What needs to be done
Which lines in the items below contain the string "space"? List each of those lines in full.

Extracted information
· · ·
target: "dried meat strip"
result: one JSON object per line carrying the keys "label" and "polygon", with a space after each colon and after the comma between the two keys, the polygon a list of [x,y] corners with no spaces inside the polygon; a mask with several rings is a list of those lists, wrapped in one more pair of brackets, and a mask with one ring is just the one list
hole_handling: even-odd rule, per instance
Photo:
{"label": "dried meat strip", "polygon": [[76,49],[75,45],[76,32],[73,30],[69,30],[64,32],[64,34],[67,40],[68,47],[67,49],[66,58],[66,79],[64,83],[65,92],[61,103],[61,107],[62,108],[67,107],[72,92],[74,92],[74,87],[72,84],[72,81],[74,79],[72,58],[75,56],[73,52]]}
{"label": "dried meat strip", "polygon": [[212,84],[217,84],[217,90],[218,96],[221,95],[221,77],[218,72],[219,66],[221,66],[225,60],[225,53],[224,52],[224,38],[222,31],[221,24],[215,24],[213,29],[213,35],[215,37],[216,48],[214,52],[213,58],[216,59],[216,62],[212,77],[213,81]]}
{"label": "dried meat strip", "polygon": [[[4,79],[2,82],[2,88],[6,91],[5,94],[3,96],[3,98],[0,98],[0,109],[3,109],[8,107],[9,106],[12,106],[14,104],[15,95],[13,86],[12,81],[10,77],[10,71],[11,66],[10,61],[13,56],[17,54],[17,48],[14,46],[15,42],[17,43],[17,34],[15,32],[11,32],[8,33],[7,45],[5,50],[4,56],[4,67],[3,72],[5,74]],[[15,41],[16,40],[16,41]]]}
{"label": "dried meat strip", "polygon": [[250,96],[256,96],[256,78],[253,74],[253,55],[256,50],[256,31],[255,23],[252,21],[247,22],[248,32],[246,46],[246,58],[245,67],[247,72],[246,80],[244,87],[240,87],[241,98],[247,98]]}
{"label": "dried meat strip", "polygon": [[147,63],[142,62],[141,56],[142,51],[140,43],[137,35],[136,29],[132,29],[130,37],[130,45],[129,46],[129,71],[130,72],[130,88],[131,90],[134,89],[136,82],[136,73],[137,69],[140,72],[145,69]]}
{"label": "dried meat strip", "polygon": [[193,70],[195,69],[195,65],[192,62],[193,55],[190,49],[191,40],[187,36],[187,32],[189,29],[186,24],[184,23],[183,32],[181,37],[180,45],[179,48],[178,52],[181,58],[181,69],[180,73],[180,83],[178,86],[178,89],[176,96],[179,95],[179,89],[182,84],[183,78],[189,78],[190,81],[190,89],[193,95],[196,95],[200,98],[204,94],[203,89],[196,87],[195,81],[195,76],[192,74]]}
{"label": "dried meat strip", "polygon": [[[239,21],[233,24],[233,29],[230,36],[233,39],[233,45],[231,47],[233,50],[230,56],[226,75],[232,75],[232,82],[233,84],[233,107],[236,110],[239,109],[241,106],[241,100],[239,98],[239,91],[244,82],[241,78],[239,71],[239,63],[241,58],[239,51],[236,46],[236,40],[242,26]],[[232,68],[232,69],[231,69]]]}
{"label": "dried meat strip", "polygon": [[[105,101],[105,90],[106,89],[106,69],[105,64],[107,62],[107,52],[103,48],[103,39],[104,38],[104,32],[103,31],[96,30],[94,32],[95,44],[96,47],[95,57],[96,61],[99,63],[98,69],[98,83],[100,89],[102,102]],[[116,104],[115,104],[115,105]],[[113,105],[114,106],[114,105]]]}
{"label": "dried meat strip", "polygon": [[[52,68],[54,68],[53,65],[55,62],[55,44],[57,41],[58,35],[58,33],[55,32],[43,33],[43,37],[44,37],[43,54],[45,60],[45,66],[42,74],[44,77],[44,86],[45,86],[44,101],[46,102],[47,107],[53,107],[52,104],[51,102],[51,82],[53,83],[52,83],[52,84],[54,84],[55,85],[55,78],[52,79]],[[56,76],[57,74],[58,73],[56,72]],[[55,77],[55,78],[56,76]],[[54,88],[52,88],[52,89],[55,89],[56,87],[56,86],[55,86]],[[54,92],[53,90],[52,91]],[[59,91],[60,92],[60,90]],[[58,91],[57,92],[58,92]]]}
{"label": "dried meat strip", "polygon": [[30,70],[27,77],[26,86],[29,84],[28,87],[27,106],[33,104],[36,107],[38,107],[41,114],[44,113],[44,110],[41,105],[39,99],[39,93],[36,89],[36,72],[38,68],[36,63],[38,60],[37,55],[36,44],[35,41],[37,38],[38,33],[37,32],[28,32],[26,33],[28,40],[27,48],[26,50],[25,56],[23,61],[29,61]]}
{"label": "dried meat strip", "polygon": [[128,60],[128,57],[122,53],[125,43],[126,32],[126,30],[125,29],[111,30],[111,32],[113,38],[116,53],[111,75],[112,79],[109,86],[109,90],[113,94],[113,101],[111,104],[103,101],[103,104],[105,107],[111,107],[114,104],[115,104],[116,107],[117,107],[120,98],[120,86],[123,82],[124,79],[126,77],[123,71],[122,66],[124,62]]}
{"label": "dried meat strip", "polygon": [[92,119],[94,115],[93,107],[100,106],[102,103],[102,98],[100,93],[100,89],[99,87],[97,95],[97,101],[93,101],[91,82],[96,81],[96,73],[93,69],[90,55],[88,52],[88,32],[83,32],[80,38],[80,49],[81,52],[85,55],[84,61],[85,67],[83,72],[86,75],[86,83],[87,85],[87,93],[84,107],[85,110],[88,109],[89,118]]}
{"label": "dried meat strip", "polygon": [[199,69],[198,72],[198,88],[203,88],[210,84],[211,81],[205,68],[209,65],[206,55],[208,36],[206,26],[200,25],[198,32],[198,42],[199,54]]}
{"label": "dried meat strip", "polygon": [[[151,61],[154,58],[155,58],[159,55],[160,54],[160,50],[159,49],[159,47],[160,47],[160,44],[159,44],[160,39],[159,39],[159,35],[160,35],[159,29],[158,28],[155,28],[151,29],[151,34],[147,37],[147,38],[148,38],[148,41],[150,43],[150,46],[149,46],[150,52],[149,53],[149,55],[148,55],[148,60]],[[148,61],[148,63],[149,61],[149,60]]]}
· · ·
Exercise solution
result: one JSON object per line carrying the keys "label" and "polygon", with a space after each colon and after the comma between the two keys, the polygon a list of [x,y] corners with no spaces inside the polygon; a mask with several rings is a list of those lists, wrapped in one more pair of brackets, and a mask with one ring is just the one list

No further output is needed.